- _Ketentuan Tugas_
**1)** Jawablah pertanyaan berikut berdasarkan kutipan tentang uji klinis vaksin Sinovac.
(a) Berapa dosis vaksin yang didatangkan dari China?
(b) Berapa relawan yang disiapkan oleh FK Universitas Padjajaran untuk uji klinis?
(c) Apa sebutan untuk kemasan vaksin tersebut?
**2)** Salin dengan tepat bagian kutipan antara "Adapun proses karantina" dan "awal Agustus mendatang.", termasuk keduanya.

- _Kutipan_
--------------------------------------------------

Biofarma Jelaskan Alasan Uji Klinis Vaksin Sinovac Baru Dilaksanakan di Awal Agustus
Ilustrasi vaksin COVID-19 (Pixabay)

Bagikan:

JAKARTA - Corporate Secretary Bio Farma Bambang Heriyanto menjelaskan alasan mengapa uji klinis tahap ketiga vaksin COVID-19 hasil kerja sama dengan perusahaan China, Sinovac yang melibatkan ribuan relawan tak bisa langsung dilakukan. 

Menurut dia, meski sudah datang sejak Minggu, 14 Juli yang lalu, namun 2.400 dosis vaksin yang didatangkan dari China itu harus dikarantina terlebih dahulu.

"Tidak bisa digunakan secara langsung karena harus dikarantina dulu. Kemudian ada beberapa tes atau uji untuk mngonfirmasi bahwa vaksin ini masih bagus setelah menempuh perjalanan," kata Bambang dalam sebuah diskusi yang ditayangkan secara daring di YouTube, Minggu, 26 Juli.

Adapun proses karantina tersebut, kata Bambang, akan dilakukan minimal dua minggu sejak vaksin tiba di Indonesia. Sehingga, diperkirakan proses uji klinis yang bakal melibatkan 1.620 relawan yang disiapkan oleh FK Universitas Padjajaran baru bisa dilaksanakan di awal Agustus mendatang.

"Vaksin ini ada di kami dan nanti setelah tim uji klinis dari FK Unpad siap untuk melakukan uji, vaksin akan kami berikan ke tim uji klinis FK Unpad," ujarnya.

Bambang menjelaskan, vaksin yang datang dari China tersebut sudah dalam bentuk dosis satuan yang siap disuntikkan kepada para relawan yang ikut di dalam uji klinis tersebut. "Dosisnya sudah dosis tunggal, tinggal pakai jadi kemasannya itu kita sebut PFS, Pre Fill Syringe," jelasnya.

"Jadi vaksinnya sudah ada di dalam kemasan jarum suntik jadi tinggal disuntikkan kepada relawan," imbuhnya.

Lebih jauh, epidemiolog dari Universitas Indonesia (UI) Pandu Riono menjelaskan sistem kerja dalam uji klinis tahap ketiga tersebut.

--------------------------------------------------

- _Data Latihan_
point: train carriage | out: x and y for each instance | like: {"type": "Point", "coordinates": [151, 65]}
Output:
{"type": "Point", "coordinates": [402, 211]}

--------------------------------------------------

- _Jawaban Tertulis_
**1)**
(a) 2.400 dosis.
(b) 1.620 relawan.
(c) PFS, Pre Fill Syringe.

**2)**
Adapun proses karantina tersebut, kata Bambang, akan dilakukan minimal dua minggu sejak vaksin tiba di Indonesia. Sehingga, diperkirakan proses uji klinis yang bakal melibatkan 1.620 relawan yang disiapkan oleh FK Universitas Padjajaran baru bisa dilaksanakan di awal Agustus mendatang.